::: PROVIDED PASSAGE

Conclusions

Firstly, we have shown that writing an XSD 1.1 validator in XSLT 3.0 is feasible, with a few caveats: the main limitation is that XSLT 3.0 does not allow the creation of typed element and attribute nodes except by use of an XSD validator, which creates a recursive dependency. This limitation could probably be solved by means of a few simple XSLT extension functions.

Whether an XSD 1.1 validator written in this way can achieve an acceptable level of usability and performance remains an open question. We're certainly close, but we're not quite there yet.

The experiment has certainly yielded insights on how to design complex applications to take advantage of new XSLT 3.0 capabilities; and it has provided usability feedback that has led directly to improvements in the XSLT 3.0 processor, for example in the way type-checking errors with maps are reported and with features for tracing and diagnostics.

It has not so far proved possible to write a streaming validator by exploiting the streaming capabilities of XSLT 3.0. The main obstacle is that the xsl:evaluate instruction is intrinsically unstreamable because it cannot be statically analyzed. One way around this problem would be to generate a custome stylesheet to perform validation against a specific schema. Another approach might be to allow a stylesheet author to assert that an xsl:evaluate instruction is streamable, and to have the XPath compiler check this assertion when the instruction is evaluated.

::::::

Retype the part of the Conclusions passage between "It has not so" and "instruction is evaluated.", inclusive.

::: GIVEN DATA

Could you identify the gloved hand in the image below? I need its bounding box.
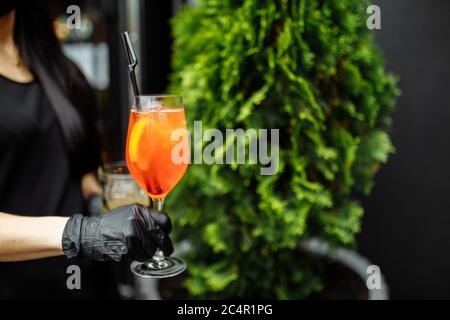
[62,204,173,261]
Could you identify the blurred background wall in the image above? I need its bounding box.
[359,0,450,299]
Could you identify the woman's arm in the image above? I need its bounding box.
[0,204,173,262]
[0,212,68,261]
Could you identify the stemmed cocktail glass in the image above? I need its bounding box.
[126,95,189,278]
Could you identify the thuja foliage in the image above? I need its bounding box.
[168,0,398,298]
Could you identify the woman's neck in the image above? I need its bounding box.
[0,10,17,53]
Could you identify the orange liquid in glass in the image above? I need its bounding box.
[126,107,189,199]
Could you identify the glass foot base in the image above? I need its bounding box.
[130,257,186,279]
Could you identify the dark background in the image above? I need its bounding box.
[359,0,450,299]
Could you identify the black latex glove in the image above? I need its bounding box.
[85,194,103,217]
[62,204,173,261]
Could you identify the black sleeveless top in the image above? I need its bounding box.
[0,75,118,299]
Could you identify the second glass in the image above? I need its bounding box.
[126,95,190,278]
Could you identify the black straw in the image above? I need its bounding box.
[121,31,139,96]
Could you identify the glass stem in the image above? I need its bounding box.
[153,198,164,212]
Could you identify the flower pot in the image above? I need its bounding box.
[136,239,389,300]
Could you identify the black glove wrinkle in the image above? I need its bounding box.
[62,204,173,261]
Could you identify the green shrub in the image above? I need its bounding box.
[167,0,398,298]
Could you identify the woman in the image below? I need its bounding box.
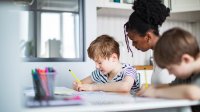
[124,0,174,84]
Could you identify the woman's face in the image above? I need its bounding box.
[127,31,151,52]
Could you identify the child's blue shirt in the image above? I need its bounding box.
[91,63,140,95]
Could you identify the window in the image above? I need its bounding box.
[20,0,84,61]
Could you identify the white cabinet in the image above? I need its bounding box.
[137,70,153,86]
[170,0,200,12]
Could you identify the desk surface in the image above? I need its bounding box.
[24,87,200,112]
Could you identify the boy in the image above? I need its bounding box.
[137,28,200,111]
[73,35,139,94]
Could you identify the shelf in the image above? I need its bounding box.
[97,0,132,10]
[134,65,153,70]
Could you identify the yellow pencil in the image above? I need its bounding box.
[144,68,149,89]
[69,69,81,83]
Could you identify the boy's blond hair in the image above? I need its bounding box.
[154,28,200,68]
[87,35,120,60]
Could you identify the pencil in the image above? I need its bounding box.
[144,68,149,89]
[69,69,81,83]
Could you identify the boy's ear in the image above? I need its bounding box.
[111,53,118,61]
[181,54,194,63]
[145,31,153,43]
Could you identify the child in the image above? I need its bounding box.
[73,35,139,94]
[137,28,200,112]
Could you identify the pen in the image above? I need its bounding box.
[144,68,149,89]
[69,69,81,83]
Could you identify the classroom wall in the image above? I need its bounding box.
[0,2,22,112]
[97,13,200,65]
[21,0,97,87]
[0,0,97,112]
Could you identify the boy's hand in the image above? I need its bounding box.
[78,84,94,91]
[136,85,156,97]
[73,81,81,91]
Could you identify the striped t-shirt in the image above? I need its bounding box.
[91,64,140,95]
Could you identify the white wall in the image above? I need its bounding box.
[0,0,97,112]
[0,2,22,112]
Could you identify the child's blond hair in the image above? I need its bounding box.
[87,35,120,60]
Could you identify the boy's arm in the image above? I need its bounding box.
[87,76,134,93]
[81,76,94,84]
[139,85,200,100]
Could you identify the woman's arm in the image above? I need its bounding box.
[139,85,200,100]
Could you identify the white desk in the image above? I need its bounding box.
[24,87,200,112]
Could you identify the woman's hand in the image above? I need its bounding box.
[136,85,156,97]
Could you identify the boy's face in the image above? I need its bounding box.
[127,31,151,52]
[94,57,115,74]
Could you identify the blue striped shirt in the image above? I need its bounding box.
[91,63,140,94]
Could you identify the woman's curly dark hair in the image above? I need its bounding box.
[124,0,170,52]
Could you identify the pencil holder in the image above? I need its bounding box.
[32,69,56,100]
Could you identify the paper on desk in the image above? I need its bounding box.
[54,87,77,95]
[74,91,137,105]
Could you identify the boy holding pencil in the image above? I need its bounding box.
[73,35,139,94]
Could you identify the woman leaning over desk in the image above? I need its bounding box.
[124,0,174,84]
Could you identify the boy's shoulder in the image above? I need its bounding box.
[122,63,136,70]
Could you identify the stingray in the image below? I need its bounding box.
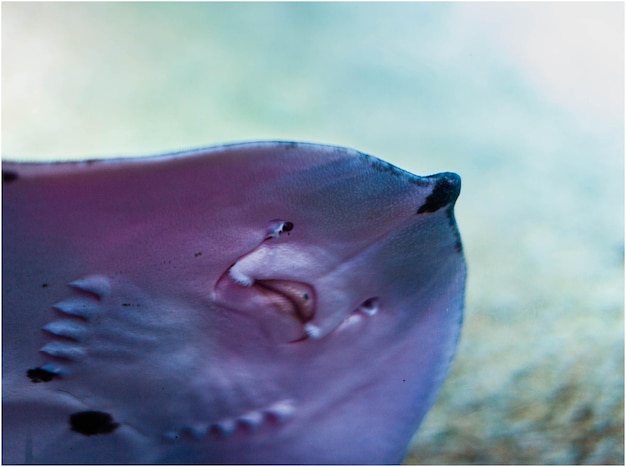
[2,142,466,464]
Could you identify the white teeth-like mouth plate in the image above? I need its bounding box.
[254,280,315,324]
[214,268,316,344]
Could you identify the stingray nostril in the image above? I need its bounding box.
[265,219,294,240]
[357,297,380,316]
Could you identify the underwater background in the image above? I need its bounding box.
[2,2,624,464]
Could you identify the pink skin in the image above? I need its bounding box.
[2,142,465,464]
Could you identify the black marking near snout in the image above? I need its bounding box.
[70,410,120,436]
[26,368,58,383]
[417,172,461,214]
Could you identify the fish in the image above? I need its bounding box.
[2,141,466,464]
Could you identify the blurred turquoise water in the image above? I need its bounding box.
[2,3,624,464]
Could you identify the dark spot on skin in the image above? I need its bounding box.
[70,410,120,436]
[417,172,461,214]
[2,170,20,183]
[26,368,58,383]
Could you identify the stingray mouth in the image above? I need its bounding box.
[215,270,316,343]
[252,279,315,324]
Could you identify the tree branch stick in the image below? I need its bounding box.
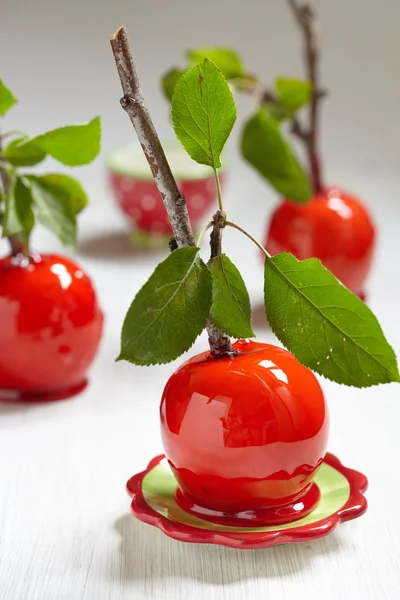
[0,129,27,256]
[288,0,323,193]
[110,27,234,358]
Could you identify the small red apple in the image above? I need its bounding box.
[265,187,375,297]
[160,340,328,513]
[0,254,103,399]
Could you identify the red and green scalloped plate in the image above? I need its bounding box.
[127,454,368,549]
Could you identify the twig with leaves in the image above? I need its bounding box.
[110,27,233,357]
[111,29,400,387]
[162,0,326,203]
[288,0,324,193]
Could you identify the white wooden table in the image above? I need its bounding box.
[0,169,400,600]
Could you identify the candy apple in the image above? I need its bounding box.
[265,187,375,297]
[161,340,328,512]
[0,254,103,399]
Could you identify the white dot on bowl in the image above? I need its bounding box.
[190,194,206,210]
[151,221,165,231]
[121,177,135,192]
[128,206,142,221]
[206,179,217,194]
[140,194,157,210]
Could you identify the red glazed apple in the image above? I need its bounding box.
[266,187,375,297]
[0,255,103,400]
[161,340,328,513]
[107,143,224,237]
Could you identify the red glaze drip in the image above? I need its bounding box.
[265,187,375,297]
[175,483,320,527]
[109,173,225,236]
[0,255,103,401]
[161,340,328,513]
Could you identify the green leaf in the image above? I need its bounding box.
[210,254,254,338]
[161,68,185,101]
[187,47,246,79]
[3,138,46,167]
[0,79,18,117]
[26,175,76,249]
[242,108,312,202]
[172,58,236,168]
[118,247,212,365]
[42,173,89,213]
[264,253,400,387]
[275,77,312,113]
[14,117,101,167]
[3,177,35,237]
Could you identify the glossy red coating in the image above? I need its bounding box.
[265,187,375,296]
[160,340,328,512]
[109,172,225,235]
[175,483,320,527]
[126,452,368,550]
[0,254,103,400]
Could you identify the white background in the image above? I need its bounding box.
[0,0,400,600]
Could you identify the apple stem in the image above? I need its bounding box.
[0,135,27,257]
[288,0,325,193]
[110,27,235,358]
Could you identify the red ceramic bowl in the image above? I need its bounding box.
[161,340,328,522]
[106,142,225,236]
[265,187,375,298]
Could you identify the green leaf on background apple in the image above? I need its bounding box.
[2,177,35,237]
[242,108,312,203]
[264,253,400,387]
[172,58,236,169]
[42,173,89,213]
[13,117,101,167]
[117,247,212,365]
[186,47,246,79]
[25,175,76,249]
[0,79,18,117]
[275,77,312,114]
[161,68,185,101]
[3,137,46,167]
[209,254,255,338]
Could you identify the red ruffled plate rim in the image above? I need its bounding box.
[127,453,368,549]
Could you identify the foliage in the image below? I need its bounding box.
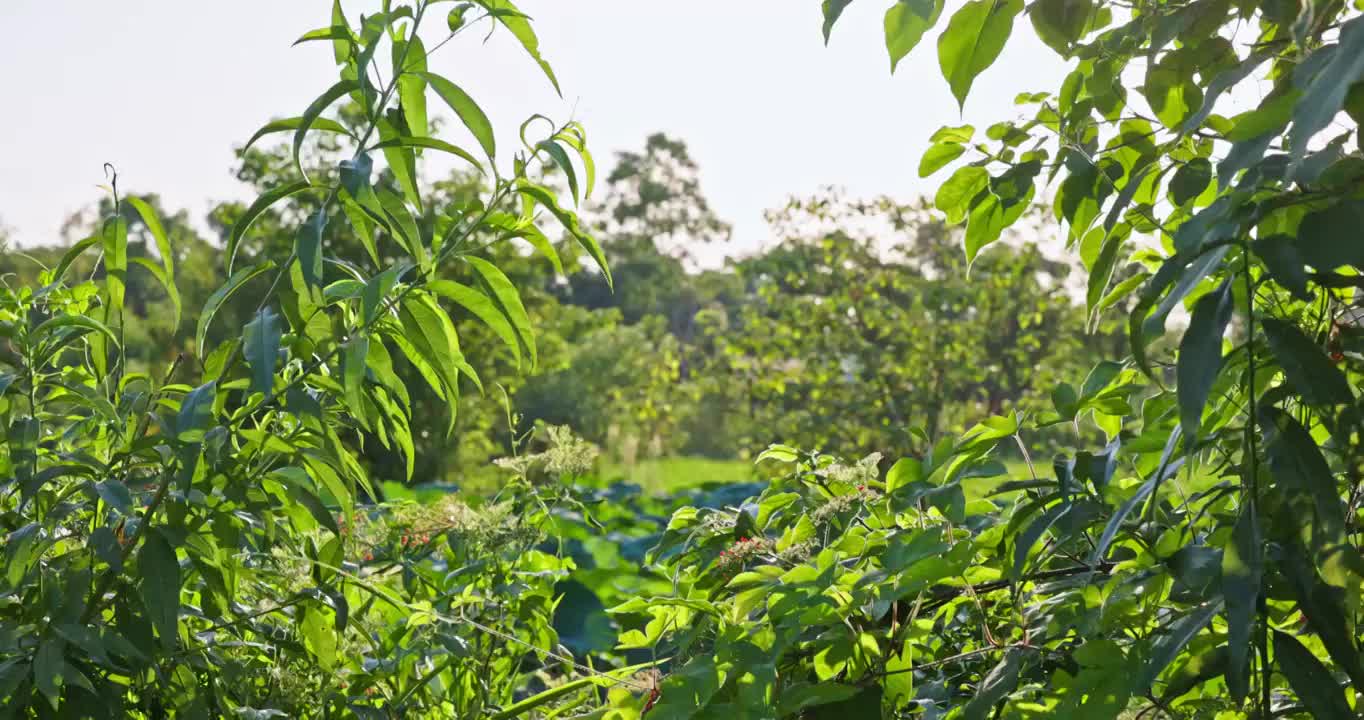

::::::

* RESULT OF THE EXERCISE:
It has not so far proved possible to write a streaming validator by exploiting the streaming capabilities of XSLT 3.0. The main obstacle is that the xsl:evaluate instruction is intrinsically unstreamable because it cannot be statically analyzed. One way around this problem would be to generate a custome stylesheet to perform validation against a specific schema. Another approach might be to allow a stylesheet author to assert that an xsl:evaluate instruction is streamable, and to have the XPath compiler check this assertion when the instruction is evaluated.